Repeat every record exactly, but keep images out of the copy.

[Object pointing dataset rows]
***

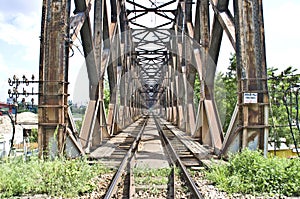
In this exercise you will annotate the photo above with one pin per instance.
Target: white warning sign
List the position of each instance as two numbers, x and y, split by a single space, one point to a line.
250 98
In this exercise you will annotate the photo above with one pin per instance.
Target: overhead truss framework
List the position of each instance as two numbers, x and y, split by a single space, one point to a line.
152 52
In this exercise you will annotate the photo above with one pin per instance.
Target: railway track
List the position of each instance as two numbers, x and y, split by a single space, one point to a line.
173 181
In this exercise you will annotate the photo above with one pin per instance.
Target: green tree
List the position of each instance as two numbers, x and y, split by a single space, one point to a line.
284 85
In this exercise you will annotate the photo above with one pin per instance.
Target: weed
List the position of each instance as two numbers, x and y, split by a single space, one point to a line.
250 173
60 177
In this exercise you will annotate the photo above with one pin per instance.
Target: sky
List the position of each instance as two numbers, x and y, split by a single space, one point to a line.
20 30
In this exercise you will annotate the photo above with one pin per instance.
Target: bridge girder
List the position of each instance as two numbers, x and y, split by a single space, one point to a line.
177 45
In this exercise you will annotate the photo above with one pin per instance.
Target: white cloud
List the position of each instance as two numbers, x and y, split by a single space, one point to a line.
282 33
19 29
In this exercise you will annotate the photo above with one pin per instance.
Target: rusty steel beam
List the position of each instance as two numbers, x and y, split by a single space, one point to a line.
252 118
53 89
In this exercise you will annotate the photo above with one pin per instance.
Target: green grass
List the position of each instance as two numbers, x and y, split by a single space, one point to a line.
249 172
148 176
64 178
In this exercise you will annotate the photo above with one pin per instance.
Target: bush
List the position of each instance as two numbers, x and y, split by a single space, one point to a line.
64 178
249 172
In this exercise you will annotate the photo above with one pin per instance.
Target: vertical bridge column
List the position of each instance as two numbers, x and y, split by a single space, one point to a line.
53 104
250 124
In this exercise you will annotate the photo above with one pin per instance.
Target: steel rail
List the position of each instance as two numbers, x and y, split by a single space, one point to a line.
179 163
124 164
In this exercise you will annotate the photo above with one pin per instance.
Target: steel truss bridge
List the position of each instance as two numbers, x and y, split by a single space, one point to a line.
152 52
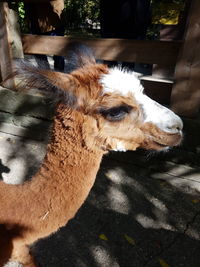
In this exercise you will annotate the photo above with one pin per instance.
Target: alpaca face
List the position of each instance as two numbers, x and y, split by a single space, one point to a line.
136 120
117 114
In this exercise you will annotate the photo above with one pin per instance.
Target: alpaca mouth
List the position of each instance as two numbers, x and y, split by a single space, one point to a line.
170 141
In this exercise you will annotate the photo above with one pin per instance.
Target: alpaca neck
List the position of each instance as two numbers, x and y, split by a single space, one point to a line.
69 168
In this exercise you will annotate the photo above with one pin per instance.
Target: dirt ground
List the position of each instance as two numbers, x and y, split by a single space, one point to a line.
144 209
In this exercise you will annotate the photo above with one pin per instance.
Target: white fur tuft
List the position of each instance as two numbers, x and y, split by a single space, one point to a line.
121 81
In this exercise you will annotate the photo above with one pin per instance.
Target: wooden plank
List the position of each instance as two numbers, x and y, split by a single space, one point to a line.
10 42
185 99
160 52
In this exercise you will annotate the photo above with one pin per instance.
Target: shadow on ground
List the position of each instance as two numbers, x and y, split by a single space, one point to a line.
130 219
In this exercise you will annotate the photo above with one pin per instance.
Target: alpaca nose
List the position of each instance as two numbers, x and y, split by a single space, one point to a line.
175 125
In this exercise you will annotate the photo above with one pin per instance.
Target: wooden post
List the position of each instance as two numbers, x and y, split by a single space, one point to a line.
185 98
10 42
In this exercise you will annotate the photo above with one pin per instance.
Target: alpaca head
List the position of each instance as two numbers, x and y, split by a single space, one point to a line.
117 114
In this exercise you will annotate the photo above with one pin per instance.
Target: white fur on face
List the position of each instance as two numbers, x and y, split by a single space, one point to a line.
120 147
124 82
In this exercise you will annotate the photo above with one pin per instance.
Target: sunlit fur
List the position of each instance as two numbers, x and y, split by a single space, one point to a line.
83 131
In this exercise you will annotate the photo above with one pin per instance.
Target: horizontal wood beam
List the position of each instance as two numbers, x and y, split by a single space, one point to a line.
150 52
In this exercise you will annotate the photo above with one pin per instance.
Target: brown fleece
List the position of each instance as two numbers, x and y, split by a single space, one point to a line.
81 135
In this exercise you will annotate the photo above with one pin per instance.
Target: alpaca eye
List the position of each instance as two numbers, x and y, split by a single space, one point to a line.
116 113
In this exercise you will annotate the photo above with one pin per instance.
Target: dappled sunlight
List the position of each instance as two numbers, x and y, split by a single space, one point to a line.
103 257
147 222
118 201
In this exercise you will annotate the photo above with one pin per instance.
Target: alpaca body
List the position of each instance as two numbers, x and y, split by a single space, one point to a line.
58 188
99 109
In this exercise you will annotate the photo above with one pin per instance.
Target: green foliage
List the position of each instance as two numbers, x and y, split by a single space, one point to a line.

***

● **WRITTEN SOLUTION**:
In this exercise you will annotate the photo above with one pin per instance.
Target: white warning sign
List the position of each instance as two numbers, x and y, split by a single space, one point to a line.
250 98
In this exercise you will annotate the photo above with one pin per instance.
Target: overhead truss framework
List the position of each instance as two numbers, x and y, split by a single space, one point to a line.
152 52
In this exercise you will annotate the photo above with one pin per instance.
Target: railway track
List the position of each instance as two numbers, x and y, split by a single space, one point to a line.
173 181
In this exercise you will annotate the photo above with one pin per instance.
Target: green tree
List the position of each instance as two numbers, x and y, split by a single space, one point to a line.
284 85
In this exercise you will annotate the photo above with one pin per instance.
Target: weed
List the position of each instance as two numbers, x and y, split by a single space, one point to a line.
250 173
60 177
In this exercise you will annotate the photo above with one pin per instance.
Target: sky
List the position of each instance as two numbers, x and y, split by a single space, one point to a line.
20 30
In this exercise you will annotate the photo above with one pin per instance.
Target: bridge girder
List the position of each instance as two numbers, x and y, split by a single space, one point to a line.
177 45
In this exercise you will annotate the photo above with one pin per instance.
Target: white cloud
List the position of each instance as two numbers, x and y, split by a single space, one point to a line.
282 33
19 29
In this exercise you will annotate the photo above with one pin per instance.
Target: rusty steel beam
List the position of each instance as two numbers, x and y, split by a single space, one point to a line.
252 118
53 89
In this exercise you will annotate the photo above with one pin per instance.
Target: green grass
List the position of each instance as two numbers, x and y, split by a single space, one point to a line.
249 172
148 176
64 178
In this exercise you will annotate the photo above with one pin per instance.
Target: bush
List the position of each instance as two numbers, x and y, split by a single space, one point to a line.
64 178
249 172
In this exercise you will annotate the photo above with one pin per instance.
Target: vertical bridge column
List the position of each instance as two numbers, x and y, split by a single space, one point to a line.
53 104
250 124
In this exercise you will annotate the photo above with one pin per instance.
Target: steel rail
List the position of each instance as two numbers, x and y, split by a single space, one point to a line.
179 163
124 164
In this exercise you will annotate the photo above with one pin per instance.
Target: steel truss bridge
List the position of each instance as two numbers, x and y, split by a single space, one point to a line.
152 52
In this exercise you will annotate the photo above with one pin per instance.
Target: alpaca face
List the position of each instance as two numbers, x and y, split by a single space, one point to a line.
136 120
117 114
In this exercise you will annotate the photo above with one pin per instance.
Target: alpaca mouth
List the position of each instance as two numbers, x and y, split by a single space, one point to a line.
170 141
In this exercise you will annotate the photo above with one pin per instance.
Target: alpaca neck
List the position of each instance as two numbers, x and y, split by a single space, one point to a line.
69 168
In this exercise you will annotate the photo above with one pin per instance.
Target: dirt ground
List the position of each instance as two numbers, x and y, split by a single space, one point to a line.
144 209
In this exercise you will annotate the photo above with one pin per instance.
Target: white fur tuft
List the position of each instance as two numbers, x and y, split by a single space, one point to a line.
121 81
In this exercise you will annotate the photo above with one pin per instance.
Target: wooden plank
List the position of each instance as two numbers, x and y, split by a single space, one point to a line.
10 42
185 99
160 52
In this exercise you will annotate the photo above with one pin per instance.
Target: shadow on ground
List the position of each instance as two numbers, x and y, split by a single space, one point to a line.
130 219
In this exercise you will annotate the photo above with one pin per instance.
Target: alpaca nose
List the position of each instance as two numbers, x and y, split by a single space, one point to a line.
175 125
In this exercise you will annotate the photo above with one pin per instance.
Target: wooden post
List the position of each instance as two numbers, x and y, split by a single space, one point to a line.
185 98
10 42
In this exercise you will annotate the photo above with one pin per instance.
Target: alpaca head
List the position of each instance as two numbers, x and y, split by a single space, one point to a line.
117 114
In this exercise you will annotate the photo above with one pin per instance.
Target: white fur on face
List the position of each instance as two numbers, x and y, split by a single space, one point to a line.
120 147
124 82
In this exercise you will annotate the photo above with one pin per instance.
Target: sunlit fur
List the position of each instance as two numbers, x and y, split by a single space, one point to a line.
83 131
In this exercise you will annotate the photo above with one pin per instance.
Target: horizontal wood beam
List the position of each instance as two numbers, x and y, split by a single space, one point to a line.
150 52
In this exercise you will annotate the photo above with one pin per instance.
Target: brown fleece
List the position of each instance as two numbers, x and y, split by a single space, one point to a line.
81 135
In this exercise you will annotate the photo above with one pin per instance.
Target: alpaca eye
List the position of each instance as two numbers, x and y, split by a single space, one point to a line.
116 113
In this exercise you will annotate the photo above with one pin per instance.
Target: dappled sunlight
List the position of each instance as two numbers, x and y, split by a single space, one point to a line.
103 257
147 222
118 201
In this exercise you will annotate the photo above with one pin per instance.
Target: alpaca body
List the position of each instance as two numbers, x and y, split by a single space, one point to a line.
58 188
99 109
In this exercise you will annotate the photo above with one pin per instance.
Target: green foliage
List the position of each instance as two numbers, x and y, split by a single space, one point to a line.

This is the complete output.